### [What is needed]
Pull out the material's lines word for word, starting at the line that contains "of the vertical" and stopping after the line that contains "264L161 262L161 191L157".

┌────────

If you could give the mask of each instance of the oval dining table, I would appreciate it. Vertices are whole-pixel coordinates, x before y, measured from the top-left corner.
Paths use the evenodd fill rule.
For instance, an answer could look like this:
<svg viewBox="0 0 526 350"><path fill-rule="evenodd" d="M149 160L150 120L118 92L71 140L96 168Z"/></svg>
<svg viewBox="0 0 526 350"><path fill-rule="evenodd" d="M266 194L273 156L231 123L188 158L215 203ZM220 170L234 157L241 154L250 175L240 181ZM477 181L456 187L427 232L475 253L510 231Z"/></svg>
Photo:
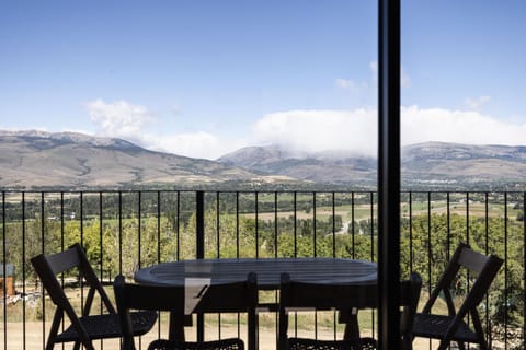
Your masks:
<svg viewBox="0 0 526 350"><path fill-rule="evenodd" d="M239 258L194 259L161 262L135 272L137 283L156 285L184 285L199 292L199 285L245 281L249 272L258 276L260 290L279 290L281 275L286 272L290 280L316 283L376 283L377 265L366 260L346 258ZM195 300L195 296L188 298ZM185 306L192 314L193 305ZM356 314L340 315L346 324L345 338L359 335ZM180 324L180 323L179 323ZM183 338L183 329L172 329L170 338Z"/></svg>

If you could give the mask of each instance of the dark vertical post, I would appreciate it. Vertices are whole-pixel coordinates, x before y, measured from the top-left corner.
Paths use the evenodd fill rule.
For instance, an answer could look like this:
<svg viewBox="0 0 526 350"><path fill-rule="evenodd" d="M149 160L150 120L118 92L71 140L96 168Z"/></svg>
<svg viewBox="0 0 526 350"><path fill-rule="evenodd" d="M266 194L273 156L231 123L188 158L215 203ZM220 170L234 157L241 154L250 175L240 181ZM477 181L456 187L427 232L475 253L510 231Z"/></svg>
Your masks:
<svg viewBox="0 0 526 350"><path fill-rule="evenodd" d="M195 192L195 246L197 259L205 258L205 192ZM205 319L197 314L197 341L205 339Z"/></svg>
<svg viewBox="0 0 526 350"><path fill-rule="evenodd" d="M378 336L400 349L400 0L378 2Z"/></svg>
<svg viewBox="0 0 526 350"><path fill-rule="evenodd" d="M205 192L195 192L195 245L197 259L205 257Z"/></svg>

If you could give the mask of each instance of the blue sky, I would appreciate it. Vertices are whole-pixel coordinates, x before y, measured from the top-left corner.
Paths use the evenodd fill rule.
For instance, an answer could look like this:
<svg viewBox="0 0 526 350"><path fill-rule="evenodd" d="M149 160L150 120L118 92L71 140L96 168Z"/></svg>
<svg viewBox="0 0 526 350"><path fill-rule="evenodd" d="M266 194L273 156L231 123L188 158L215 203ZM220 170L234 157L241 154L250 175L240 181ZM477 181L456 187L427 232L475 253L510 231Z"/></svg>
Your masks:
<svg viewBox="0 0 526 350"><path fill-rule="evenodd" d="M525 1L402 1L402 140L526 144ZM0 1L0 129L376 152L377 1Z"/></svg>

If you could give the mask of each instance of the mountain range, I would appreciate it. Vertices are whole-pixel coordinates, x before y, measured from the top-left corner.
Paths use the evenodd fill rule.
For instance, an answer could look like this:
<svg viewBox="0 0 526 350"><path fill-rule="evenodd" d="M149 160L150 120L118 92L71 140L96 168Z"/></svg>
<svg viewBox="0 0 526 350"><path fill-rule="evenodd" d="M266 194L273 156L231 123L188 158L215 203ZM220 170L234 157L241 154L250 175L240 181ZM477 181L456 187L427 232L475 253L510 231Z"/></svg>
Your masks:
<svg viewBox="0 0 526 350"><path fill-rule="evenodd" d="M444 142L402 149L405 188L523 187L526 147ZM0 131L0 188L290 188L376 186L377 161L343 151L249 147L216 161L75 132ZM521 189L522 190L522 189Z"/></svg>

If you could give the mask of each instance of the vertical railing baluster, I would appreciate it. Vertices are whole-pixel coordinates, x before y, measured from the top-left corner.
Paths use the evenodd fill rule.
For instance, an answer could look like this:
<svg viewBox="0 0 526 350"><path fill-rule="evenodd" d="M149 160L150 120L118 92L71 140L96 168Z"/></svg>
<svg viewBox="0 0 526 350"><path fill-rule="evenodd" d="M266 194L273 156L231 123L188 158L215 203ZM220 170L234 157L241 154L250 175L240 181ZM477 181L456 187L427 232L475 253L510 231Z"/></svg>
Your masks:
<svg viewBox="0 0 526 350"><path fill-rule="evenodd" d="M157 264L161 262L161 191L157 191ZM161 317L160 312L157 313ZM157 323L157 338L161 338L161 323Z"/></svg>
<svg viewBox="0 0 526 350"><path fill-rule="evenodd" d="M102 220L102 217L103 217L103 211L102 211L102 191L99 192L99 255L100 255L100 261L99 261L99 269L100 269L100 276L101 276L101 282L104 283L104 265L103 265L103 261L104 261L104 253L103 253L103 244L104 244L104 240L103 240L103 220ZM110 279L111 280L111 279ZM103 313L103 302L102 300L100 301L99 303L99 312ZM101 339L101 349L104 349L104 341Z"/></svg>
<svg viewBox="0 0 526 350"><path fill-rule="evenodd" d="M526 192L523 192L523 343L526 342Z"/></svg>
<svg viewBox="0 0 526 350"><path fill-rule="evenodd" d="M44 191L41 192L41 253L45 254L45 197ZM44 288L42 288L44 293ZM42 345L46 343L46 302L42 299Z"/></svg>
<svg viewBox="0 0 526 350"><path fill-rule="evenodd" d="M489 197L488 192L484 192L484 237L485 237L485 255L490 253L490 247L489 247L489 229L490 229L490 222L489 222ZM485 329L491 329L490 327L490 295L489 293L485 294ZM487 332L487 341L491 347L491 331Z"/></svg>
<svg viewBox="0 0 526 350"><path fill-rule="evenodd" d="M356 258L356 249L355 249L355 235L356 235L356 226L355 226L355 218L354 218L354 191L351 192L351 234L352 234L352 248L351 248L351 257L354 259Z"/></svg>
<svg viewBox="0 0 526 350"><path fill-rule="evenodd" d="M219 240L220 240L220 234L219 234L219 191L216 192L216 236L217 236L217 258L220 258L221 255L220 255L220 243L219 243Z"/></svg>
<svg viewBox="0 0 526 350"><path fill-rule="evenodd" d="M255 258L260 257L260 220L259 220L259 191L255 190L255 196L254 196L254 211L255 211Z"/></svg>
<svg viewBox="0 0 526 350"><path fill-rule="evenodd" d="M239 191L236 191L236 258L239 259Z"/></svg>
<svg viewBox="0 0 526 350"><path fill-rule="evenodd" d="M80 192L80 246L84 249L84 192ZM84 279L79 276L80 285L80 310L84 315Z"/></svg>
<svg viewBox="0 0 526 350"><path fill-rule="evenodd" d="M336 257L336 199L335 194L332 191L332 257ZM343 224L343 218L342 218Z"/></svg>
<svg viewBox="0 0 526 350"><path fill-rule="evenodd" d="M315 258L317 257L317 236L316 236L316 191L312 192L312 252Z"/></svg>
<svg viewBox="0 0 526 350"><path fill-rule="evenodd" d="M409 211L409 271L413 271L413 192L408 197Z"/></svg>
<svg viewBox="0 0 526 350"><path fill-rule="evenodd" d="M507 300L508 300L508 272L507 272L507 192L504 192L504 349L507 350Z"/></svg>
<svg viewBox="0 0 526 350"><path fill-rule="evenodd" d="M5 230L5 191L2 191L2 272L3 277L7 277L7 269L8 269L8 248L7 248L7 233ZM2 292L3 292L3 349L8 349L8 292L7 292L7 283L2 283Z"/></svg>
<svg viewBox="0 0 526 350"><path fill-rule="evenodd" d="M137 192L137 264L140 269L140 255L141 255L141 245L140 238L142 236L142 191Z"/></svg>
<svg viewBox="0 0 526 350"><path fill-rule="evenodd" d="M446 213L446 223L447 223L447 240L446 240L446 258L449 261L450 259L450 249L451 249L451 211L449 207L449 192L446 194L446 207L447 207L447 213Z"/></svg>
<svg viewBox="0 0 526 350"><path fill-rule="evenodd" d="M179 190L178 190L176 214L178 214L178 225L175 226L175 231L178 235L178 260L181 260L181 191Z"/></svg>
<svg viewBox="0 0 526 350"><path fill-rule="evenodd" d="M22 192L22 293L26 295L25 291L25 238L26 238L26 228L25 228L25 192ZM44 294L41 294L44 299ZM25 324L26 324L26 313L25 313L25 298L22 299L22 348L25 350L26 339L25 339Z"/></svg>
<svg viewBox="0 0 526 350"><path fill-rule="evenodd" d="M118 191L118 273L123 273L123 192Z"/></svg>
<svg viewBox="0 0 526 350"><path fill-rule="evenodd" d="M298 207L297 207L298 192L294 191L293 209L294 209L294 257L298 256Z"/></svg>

└────────

### [Exercise solution]
If you could give the mask of each instance of the vertical railing baluster, I would appreciate it. Vertices are whole-pixel coordinates, x before y, measured from the top-left corner.
Paths use the evenodd fill rule.
For instance, an answer could look like this:
<svg viewBox="0 0 526 350"><path fill-rule="evenodd" d="M149 160L150 120L118 92L71 140L96 168Z"/></svg>
<svg viewBox="0 0 526 350"><path fill-rule="evenodd" d="M266 194L273 156L231 123L188 158L215 203ZM220 170L234 157L241 154L250 175L240 181ZM477 181L456 187L427 232L475 253L510 231Z"/></svg>
Your masks:
<svg viewBox="0 0 526 350"><path fill-rule="evenodd" d="M157 264L161 262L161 191L157 191ZM161 317L160 312L157 313ZM157 323L157 338L161 338L161 323Z"/></svg>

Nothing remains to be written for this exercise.